[Dataset rows on where objects appear]
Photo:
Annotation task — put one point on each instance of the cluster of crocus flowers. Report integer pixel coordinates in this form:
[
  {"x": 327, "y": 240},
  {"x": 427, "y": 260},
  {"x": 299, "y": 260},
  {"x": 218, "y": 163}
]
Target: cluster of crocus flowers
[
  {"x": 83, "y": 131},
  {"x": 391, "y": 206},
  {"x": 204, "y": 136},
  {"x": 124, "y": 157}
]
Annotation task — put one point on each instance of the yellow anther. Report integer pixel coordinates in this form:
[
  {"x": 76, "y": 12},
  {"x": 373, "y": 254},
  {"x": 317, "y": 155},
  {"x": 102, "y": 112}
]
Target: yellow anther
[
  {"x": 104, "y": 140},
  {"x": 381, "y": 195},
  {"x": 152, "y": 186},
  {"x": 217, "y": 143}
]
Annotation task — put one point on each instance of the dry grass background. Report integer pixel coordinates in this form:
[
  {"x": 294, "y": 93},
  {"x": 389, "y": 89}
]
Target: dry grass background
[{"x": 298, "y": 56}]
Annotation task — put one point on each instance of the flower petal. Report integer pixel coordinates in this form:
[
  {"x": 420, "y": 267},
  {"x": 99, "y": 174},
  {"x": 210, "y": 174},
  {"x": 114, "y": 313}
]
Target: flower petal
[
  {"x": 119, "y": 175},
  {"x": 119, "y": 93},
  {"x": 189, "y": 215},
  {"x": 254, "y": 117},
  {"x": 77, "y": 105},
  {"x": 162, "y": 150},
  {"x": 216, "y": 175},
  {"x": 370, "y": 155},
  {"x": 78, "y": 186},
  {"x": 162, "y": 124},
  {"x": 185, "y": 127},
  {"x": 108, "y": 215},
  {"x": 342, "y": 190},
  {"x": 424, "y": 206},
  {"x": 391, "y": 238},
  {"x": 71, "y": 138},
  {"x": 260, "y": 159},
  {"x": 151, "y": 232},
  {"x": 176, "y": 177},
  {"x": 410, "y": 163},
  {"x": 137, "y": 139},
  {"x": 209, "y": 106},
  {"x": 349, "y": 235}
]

• Set task: Repeat the line that contains "of the yellow", then every line after it until the records end, with nothing added.

• Completed task:
Annotation task — put one point on each instance of the yellow anther. Report integer pixel coordinates in this form:
[
  {"x": 76, "y": 12},
  {"x": 373, "y": 254},
  {"x": 317, "y": 155},
  {"x": 102, "y": 112}
]
Target: yellow anther
[
  {"x": 104, "y": 140},
  {"x": 381, "y": 195},
  {"x": 152, "y": 186},
  {"x": 217, "y": 143}
]
Annotation task — put one point on each instance of the dry grass background. Report integer pixel coordinates in this form:
[
  {"x": 294, "y": 93},
  {"x": 389, "y": 89}
]
Target: dry grass background
[{"x": 298, "y": 56}]
Annotation task — put one point on each instance of the flower petal. Report integer pixel coordinates in this form:
[
  {"x": 420, "y": 267},
  {"x": 99, "y": 174},
  {"x": 210, "y": 174},
  {"x": 114, "y": 313}
]
Target: flower petal
[
  {"x": 119, "y": 175},
  {"x": 119, "y": 93},
  {"x": 189, "y": 215},
  {"x": 254, "y": 117},
  {"x": 77, "y": 105},
  {"x": 162, "y": 150},
  {"x": 216, "y": 175},
  {"x": 370, "y": 155},
  {"x": 78, "y": 186},
  {"x": 162, "y": 124},
  {"x": 185, "y": 127},
  {"x": 108, "y": 215},
  {"x": 342, "y": 190},
  {"x": 424, "y": 206},
  {"x": 391, "y": 238},
  {"x": 71, "y": 138},
  {"x": 260, "y": 159},
  {"x": 151, "y": 232},
  {"x": 176, "y": 177},
  {"x": 410, "y": 163},
  {"x": 137, "y": 139},
  {"x": 209, "y": 106},
  {"x": 349, "y": 235}
]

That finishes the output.